* WHAT THE TASK REQUIRES *
Extract every line of the records that contains the word "blue", matching case exactly.

* TASK INPUT *
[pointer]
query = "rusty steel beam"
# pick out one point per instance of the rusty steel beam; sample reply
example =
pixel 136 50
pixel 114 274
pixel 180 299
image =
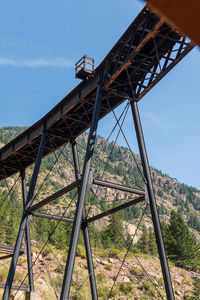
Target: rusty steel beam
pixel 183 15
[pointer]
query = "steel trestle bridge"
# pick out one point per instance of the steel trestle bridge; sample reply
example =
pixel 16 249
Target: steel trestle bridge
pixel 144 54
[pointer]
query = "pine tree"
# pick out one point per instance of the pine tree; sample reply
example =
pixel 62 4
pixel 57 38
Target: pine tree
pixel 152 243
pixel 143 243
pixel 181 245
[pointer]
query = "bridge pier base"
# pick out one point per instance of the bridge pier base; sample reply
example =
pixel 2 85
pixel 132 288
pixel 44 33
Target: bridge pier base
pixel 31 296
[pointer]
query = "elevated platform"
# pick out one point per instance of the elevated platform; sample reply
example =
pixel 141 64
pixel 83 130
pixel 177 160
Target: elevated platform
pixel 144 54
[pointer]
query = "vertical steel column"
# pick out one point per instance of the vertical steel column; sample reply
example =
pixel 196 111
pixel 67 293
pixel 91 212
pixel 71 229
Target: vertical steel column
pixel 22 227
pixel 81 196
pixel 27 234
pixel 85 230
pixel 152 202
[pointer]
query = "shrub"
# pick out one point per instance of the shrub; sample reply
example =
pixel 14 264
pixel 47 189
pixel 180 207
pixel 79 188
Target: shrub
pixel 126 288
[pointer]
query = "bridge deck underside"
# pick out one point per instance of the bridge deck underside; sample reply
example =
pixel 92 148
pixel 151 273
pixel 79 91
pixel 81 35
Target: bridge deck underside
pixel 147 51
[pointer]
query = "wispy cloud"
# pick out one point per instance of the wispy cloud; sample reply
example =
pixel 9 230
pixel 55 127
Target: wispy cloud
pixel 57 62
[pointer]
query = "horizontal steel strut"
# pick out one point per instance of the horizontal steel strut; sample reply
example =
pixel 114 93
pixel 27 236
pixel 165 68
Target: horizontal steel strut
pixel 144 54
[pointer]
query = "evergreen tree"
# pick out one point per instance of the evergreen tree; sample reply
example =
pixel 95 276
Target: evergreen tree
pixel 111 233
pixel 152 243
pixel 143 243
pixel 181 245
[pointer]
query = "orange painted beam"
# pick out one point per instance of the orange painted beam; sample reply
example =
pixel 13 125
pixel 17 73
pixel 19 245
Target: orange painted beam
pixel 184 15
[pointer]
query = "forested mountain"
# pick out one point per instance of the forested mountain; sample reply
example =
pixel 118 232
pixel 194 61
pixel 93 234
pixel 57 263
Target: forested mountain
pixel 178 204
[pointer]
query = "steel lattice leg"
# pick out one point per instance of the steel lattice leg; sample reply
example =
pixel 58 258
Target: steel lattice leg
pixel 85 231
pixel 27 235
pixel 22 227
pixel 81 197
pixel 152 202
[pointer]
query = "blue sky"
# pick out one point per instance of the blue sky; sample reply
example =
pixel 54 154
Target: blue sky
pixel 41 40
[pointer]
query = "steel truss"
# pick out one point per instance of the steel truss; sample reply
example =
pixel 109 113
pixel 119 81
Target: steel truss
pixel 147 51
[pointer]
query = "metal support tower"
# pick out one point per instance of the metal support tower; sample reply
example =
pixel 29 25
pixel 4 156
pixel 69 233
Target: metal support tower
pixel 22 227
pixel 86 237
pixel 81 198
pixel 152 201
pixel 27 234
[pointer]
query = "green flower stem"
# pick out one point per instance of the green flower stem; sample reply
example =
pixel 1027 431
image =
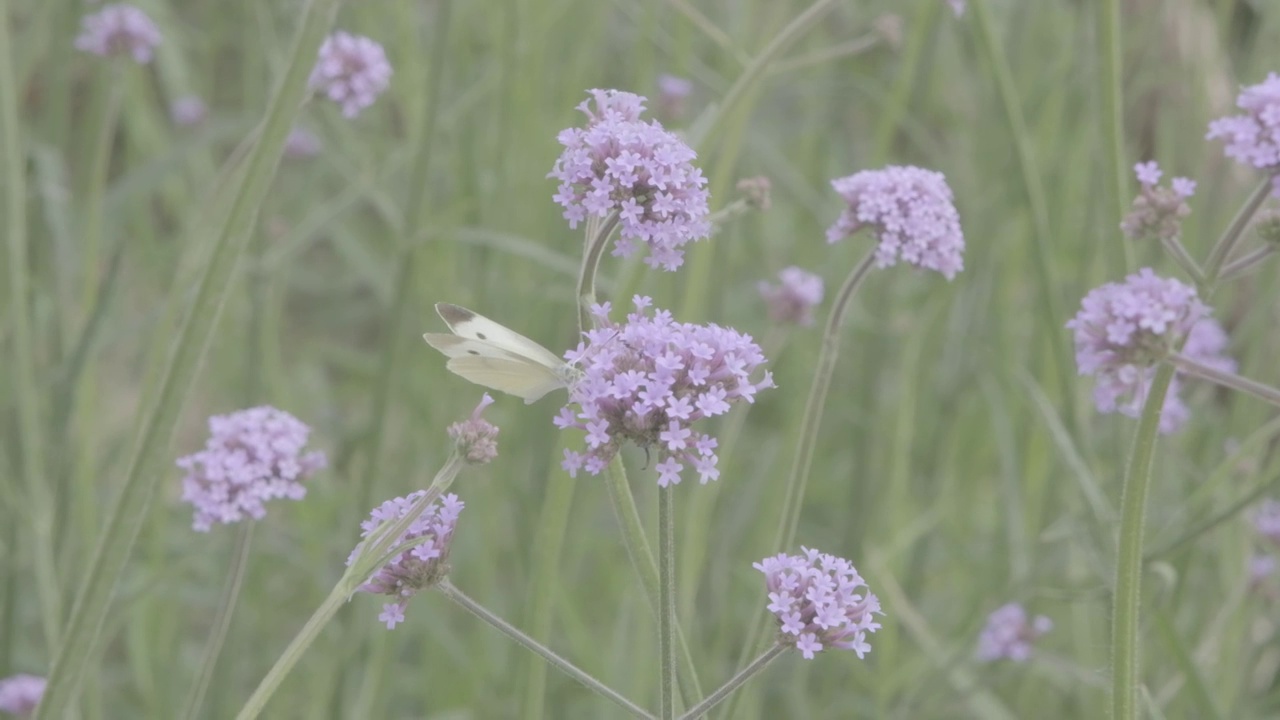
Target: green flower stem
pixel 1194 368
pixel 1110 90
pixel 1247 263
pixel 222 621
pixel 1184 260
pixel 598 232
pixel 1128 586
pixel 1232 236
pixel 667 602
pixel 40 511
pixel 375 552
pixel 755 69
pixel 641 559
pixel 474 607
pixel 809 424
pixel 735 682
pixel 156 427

* CORRECT ANSWER *
query = "blue sky"
# pick out one point per instance of the blue sky; sample reply
Target: blue sky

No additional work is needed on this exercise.